Sección de texto:
________________

Si el objetivo del gobierno es el gasto, más y mejor gasto, es obvio que el superávit no sea más que una circunstancia anómala o simplemente una curiosidad económica. Aunque tengo que reconocer que puede tener una función digna: rehacer la hacienda pública cuando se han producido déficits intensos anteriores y las cifras están en un rojo intenso. Cuando las circunstancias sociales y económicas lo exigen la administración gasta más de lo que recauda (en general un hecho de agradecer, responde a una profunda necesidad del sistema), ello se financia con bonos del estado o con créditos del sistema bancario (a veces retrasando el pago de facturas, sistema financiero totalmente innecesario y anómalo).
No hace mucho tiempo hubo un ministro que ayudó a la destrucción de la base industrial española financiando un enorme déficit público a tipos, lógicamente, altísimos. Para los que no lo recuerden llegaron a estar cerca del 20%. Ese déficit hubo que eliminarlo paulatinamente en base a superávits o (es lo que realmente sucedió) a base de tipos de interés bajos (Europa hizo el trabajo duro). Ese ministro hoy da clases de economía. Vaya a saber usted por qué.
Todo ello nos lleva a considerar que el déficit o el superávit no es más que una circunstancia ligera y pasajera, que se corrige al año siguiente. La administración debe recaudar y gastar bien en beneficio de todos. Si existe superávit (sin deudas anteriores) y necesidades de Inversions en infraestructuras o en gasto social, hará bien en aplicarlo a esos fines.

________________

Actividad 1: Según el texto sobre el superávit, ¿a qué nivel llegaron a acercarse los tipos de interés con los que se financió el enorme déficit público?
Actividad 2:
Indica si cada afirmación coincide con el texto sobre el superávit y cita las palabras que lo deciden.
(a) El ministro que financió el gran déficit público enseña hoy economía.
(b) Retrasar el pago de facturas es una forma de financiación necesaria.
(c) Aquel déficit se eliminó realmente gracias a superávits.
Actividad 3: Por favor, continúa el texto sobre el superávit a partir de su última frase.

________________

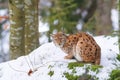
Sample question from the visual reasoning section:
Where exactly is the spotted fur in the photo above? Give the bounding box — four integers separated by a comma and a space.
52, 32, 101, 65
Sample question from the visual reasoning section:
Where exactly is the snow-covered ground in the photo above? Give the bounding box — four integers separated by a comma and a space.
0, 36, 120, 80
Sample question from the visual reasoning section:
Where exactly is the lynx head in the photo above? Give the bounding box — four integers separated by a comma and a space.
51, 32, 67, 47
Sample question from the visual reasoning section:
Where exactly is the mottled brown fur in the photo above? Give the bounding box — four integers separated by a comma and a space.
52, 32, 101, 65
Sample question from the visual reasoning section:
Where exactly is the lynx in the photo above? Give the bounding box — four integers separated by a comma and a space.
51, 32, 101, 65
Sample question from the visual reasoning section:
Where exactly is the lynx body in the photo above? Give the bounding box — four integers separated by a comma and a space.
52, 32, 101, 65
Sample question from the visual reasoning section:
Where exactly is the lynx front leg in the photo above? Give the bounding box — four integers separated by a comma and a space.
64, 54, 74, 59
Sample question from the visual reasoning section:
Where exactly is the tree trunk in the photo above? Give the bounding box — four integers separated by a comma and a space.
24, 0, 39, 54
9, 0, 39, 59
9, 0, 25, 59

________________

Tu respuesta 1: Llegaron a estar cerca del 20%.

Tu respuesta 2:
(a) Sí: "Ese ministro hoy da clases de economía."
(b) No: "sistema financiero totalmente innecesario y anómalo"
(c) No: "o (es lo que realmente sucedió) a base de tipos de interés bajos"

Tu respuesta 3:
Me marcho del superávit, solo en apariencia, para regurgitar otro asunto de cabecera: la política de vivienda. Estarán ustedes al caso: las administraciones se han declarado en quiebra ideológica frente a los promotores privados y se lanzan al cheque vivienda como tabla de salvación. Pues bien, como diría mi abuelita (ya dije yo que pasaría), los precios del alquiler están absorbiendo ese cheque que va directo al bolsillo del promotor. Me explico: cuando alguien busca un piso de alquiler, el promotor ya sabe que la administración les ha puesto en la mano más de 200 euros mensuales como ayuda. El piso, pues, pasa de la cifra del mes pasado a la de ahora, con 200 euros de más. Con lo cual, la acción benéfica de la administración es para el listo promotor ya que el sufrido contratante solo dispone de un espejismo de euros.
Se preguntaran ustedes ¿como es posible que la ministra del ramo y promotora de las ayudas como si fueran maná del cielo no supiera eso?. Pues bien hay dos opciones, la primera es que la ministra entre unas cosas y otras no haya leído mucho, o que haya desaprovechado las clases en su época de estudiante. La otra es que no le interese la realidad y piense que puede vivir de ilusiones. En todo caso, ninguna de las dos opciones la cualifica como ministra adecuada.
El asunto es tal que forma parte de la manera de redistribuir el superávit hacia aquellos que hacen buen uso de el: el sector privado, promotoras inmobiliarias en este caso o residencias de ancianos en otro, o hospitales en el siguiente y escuelas en el tramo superior. Del superávit viven muchos, porque otros lo permiten.
Incluso en gobiernos de izquierda, me lamento.